The fact that we are using an advanced audio API also enables us to add various other effects to other pieces of audio. However we soon found that we needed to be sensible with our audio design, since convolutions with the Web Audio API does take a up a fair amount of CPU. During a development error, a unique convolution was used for each sound, this was found to start failing at around the 14th.
We also made use of audio filters, for example the radio podcast uses a high-pass filter applied to it which makes it sound ‘tinny’, another example is when Harriet opens the her apartment door at the start we apply both filters and faders. The Web Audio API uses a node based approach which means that you can feed the results of one effect into the next so we can apply filters, faders and convolutions to any audio source. To achieve all of this we made heavy use of Web Audio API’s AudioParam which allows nearly any attribute to be changed using handy linear transform effects – we used this to fade in and out, or cross-fade between filtered and unfiltered outputs.
So the Web Audio API version applies filters, faders and convolutions to the audio whereas the standard HTML5 audio versions do not. That’s not to say that given enough time we couldn’t have achieved the same effect using the Audio Data API included in Firefox. But since the new audio standard is slated to be largely based on the Web Audio API it was decided for the purposes of this demo to concentrate our energy in this area.
Once we’d got the core of the functionality working, we set to work on creating a control panel to allow us to tweak every single one of the volumes, filters, faders and convolutions.
We wanted to be able to demonstrate to editors of audio how we could tweak pace, reverb and sound-effects in real-time and although requiring a complete code re-factor we hope that the fact that the whole thing is pretty-much customisable makes this a powerful demo and will be useful to others as well as ourselves who are dabbling in this area.
So this is a good time to mention that all the source-code is open source and that you can grab it from the following GitHub location https://github.com/happyworm/PerceptiveMedia.

§ Excerpted data:
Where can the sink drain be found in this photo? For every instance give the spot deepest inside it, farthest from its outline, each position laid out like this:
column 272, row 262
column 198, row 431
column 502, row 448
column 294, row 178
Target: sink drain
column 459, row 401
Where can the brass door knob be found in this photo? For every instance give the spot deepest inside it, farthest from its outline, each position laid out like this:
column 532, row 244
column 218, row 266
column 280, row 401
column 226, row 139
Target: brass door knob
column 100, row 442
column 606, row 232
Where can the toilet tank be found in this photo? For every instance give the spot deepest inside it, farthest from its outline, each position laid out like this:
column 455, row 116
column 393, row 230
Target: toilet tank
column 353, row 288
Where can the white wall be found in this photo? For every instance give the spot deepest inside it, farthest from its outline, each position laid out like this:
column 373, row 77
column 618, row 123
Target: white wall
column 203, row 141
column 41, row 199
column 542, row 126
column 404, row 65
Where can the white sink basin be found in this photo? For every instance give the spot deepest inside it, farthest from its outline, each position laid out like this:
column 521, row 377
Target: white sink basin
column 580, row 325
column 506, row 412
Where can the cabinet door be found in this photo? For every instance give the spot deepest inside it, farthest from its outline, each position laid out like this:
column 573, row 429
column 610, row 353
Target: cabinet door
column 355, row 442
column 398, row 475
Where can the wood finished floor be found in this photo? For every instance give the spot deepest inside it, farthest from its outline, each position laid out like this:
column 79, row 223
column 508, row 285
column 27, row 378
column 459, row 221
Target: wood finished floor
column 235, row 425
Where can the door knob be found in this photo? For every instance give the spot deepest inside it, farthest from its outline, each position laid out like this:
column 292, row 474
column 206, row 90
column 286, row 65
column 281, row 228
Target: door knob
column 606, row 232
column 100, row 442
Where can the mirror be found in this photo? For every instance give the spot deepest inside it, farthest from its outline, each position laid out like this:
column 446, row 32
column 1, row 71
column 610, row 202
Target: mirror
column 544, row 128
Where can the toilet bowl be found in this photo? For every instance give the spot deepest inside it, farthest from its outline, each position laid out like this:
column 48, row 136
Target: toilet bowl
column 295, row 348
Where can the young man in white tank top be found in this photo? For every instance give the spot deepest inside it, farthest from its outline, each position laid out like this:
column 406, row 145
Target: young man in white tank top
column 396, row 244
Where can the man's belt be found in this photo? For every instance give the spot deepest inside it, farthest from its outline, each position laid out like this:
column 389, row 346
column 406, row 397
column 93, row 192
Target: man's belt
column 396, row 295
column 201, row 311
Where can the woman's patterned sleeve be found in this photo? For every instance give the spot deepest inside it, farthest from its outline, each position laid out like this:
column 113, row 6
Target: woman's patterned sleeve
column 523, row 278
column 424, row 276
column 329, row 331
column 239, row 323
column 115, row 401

§ Description of the task: From the Web Audio article above, reproduce everything from "So the Web Audio" down to "energy in this area.", word for word.

§ Solution to the exercise:
So the Web Audio API version applies filters, faders and convolutions to the audio whereas the standard HTML5 audio versions do not. That’s not to say that given enough time we couldn’t have achieved the same effect using the Audio Data API included in Firefox. But since the new audio standard is slated to be largely based on the Web Audio API it was decided for the purposes of this demo to concentrate our energy in this area.